··· INFORMATION SHOWN ···

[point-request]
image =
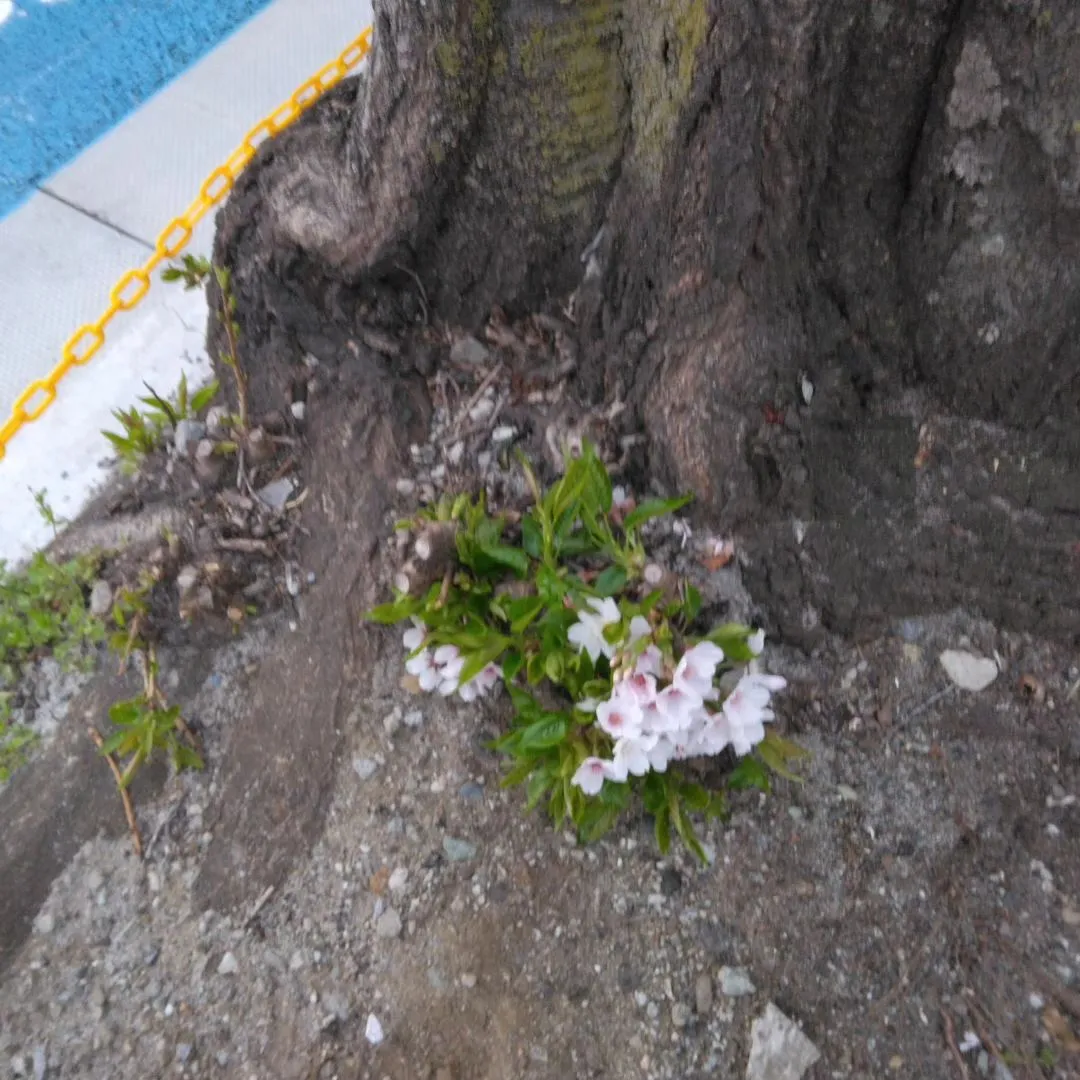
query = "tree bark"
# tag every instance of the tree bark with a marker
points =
(742, 199)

···

*PROBLEM DESCRIPTION*
Rewrite the material with every "tree bark" changed to "birch bark" and everything else left as it is. Leave the picture out.

*PROBLEM SOLUTION*
[point-request]
image =
query = "birch bark"
# tag every instance of the birch bark with a marker
points =
(742, 199)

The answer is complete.